— Work to complete —
Rewrite the passage of the message on the character-set header between "Re: Character-set header" and "to parse subtypes.", inclusive, putting "distinct" wherever "separate" appears.

Re: Character-set header (was Re: Minutes of the Atlanta 822ext meeting)

Ned,

Your explanation of the reasons for the separate character set header 
was very helpful.  I think I now understand enough of what is going on 
to have an opinion (which is always dangerous).  It seems that there are 
two positions:

* Build a separate header so that you absolutely and for certain know 
where to find the character set info because, when it is meaningful, you 
need to pull it out without understanding how to parse subtypes.

* Keep the information in the subtypes to avoid a number of odd and/or 
nasty and/or meaningless situations.

Now, this may be naive, but couldn't *both* goals be accomplished by 
being a tad more clever about the content-type syntax?  What we have 
now, more or less, is
  type/subtype-and-stuff
where the "and stuff" consists of zero or more parameters whose content, 
meaning, and order are dependent on the subtype.

— Data supplied —
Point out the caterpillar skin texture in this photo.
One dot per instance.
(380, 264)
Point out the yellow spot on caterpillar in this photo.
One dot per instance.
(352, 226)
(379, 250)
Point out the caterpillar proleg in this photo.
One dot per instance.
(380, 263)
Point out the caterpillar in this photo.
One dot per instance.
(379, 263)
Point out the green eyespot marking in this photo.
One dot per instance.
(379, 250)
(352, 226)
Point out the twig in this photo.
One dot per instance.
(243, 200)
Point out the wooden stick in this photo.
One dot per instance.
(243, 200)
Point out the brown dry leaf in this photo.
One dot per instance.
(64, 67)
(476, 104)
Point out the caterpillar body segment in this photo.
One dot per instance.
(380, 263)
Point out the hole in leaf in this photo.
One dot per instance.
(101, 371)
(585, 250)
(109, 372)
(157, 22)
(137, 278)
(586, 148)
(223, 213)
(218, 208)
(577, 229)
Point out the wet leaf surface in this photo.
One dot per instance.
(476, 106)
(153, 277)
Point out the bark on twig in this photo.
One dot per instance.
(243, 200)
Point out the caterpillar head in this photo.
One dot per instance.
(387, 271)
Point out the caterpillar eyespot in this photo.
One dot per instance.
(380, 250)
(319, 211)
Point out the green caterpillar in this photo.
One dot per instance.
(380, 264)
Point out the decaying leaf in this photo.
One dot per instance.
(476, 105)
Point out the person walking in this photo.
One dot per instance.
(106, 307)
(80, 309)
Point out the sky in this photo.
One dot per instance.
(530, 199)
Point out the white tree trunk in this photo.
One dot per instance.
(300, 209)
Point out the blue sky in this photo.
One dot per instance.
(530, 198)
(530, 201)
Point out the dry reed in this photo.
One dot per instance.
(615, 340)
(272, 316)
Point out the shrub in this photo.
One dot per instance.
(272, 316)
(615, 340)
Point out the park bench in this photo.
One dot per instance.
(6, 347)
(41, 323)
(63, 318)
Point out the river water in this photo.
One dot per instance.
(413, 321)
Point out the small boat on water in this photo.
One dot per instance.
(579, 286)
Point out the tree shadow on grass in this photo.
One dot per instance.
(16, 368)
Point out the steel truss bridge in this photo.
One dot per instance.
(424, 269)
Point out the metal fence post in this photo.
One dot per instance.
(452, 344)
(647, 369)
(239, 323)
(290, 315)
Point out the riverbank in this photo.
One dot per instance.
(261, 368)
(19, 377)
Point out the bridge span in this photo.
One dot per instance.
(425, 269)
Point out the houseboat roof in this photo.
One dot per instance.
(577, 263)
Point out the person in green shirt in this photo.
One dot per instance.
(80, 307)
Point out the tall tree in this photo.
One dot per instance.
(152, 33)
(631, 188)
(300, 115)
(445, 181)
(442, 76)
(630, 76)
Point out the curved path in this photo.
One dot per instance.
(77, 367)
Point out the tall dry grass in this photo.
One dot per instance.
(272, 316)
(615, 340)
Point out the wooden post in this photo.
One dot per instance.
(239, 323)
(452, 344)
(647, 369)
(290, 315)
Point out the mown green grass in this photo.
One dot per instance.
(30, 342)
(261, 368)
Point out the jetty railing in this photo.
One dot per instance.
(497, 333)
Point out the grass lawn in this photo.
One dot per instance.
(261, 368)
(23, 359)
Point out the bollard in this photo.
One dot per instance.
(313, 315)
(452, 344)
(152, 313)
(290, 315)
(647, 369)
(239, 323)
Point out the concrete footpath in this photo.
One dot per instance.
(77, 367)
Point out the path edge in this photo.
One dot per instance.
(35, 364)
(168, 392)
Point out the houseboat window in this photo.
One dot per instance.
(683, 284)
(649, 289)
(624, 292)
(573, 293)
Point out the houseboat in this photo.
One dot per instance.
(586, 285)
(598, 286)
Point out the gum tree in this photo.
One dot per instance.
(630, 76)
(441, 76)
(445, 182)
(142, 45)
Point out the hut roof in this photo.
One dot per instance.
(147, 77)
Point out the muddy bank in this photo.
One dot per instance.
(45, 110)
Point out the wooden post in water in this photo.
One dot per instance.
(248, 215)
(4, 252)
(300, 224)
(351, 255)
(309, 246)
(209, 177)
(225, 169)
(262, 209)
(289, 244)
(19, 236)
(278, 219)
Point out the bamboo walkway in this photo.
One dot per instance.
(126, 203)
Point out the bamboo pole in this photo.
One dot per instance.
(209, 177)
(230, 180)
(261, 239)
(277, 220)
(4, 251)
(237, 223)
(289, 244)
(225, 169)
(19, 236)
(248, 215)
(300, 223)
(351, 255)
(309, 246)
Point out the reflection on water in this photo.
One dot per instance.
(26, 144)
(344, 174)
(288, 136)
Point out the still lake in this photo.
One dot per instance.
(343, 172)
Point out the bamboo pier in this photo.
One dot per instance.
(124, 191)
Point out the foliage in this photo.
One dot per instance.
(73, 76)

— Answer to this exercise —
Re: Character-set header (was Re: Minutes of the Atlanta 822ext meeting)

Ned,

Your explanation of the reasons for the distinct character set header 
was very helpful.  I think I now understand enough of what is going on 
to have an opinion (which is always dangerous).  It seems that there are 
two positions:

* Build a distinct header so that you absolutely and for certain know 
where to find the character set info because, when it is meaningful, you 
need to pull it out without understanding how to parse subtypes.